> GOAL
From the art history faculty profiles below, copy out verbatim the stretch from "212.650.7413" through "of social pleasure.".

Molly Emma Aitken

Associate Professor
Art History

212.650.7413
CG-109B
maitken@ccny.cuny.edu 

Molly Emma Aitken is a specialist in Asian art history, in particular the arts of South Asia. She received her Ph.D. from Columbia University in 2001 with a concentration on the art of South Asia. She has curated traveling exhibitions on South Asian jewelry and contemporary folk quilts, and has published numerous articles on Mughal and Rajput painting. Aitken received CAA’s Charles Rufus Morey book award in 2011 and the AAS Ananda Kentish Coomaraswamy Book Prize in 2012 for her book The Intelligence of Tradition in Rajput Court Painting (New Haven: Yale University Press, 2010). Currently focused on the late 16th and early 17th centuries, she is looking at Mughal receptions of Rajput court arts in the context of social pleasure.

Joshua I. Cohen

Assistant Professor
Art History

212.650.6923
CG-M258A
jcohen2@ccny.cuny.edu 

Joshua I. Cohen (Ph.D., Columbia University, 2014) is an art historian specializing in 20th-century Francophone West Africa, Southern Africa, and connections to Europe and the US. His writing has appeared in The Art Bulletin, African Arts, The Journal of Black Studies, and The Burlington Magazine. He teaches courses in African and global modernisms; the Harlem Renaissance; histories of portraiture; and postcolonialism and contemporary art. He also regularly teaches Art 10000, Introduction to the Visual Arts of the World.

Ellen Handy

Associate Professor
Art History

212.650.7431
SH-303C
ehandy@ccny.cuny.edu 

Ellen Handy is a historian, curator and critic of photography and modern art. She teachers courses in the history of photography, art of the United States, art criticism, and research methods in art history. Previously, she was Executive Curator of Visual Collections at the Harry Ransom Humanities Research Center of the University of Texas, Curator of Collections and Exhibitions at the International Center of Photography, Senior Research Assistant in the Department of Photographs at the Metropolitan Museum of Art, and a regular columnist for Arts Magazine. She received her PhD from the Department of Art and Archaeology at Princeton University, and her BA from Barnard College of Columbia University. Her research interest include landscape and urban imagery in photography and other mediums, intersections of art and science in 19th century photography, women and photography, connoisseurship in photography, printed ephemera, and early modernism in visual and literary culture in the United States.

> SOURCE MATERIAL
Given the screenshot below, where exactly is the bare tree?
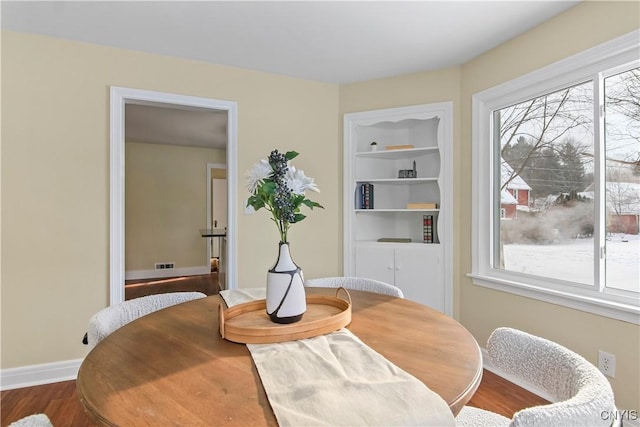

> IN RESPONSE
212.650.7413
CG-109B
maitken@ccny.cuny.edu 

Molly Emma Aitken is a specialist in Asian art history, in particular the arts of South Asia. She received her Ph.D. from Columbia University in 2001 with a concentration on the art of South Asia. She has curated traveling exhibitions on South Asian jewelry and contemporary folk quilts, and has published numerous articles on Mughal and Rajput painting. Aitken received CAA’s Charles Rufus Morey book award in 2011 and the AAS Ananda Kentish Coomaraswamy Book Prize in 2012 for her book The Intelligence of Tradition in Rajput Court Painting (New Haven: Yale University Press, 2010). Currently focused on the late 16th and early 17th centuries, she is looking at Mughal receptions of Rajput court arts in the context of social pleasure.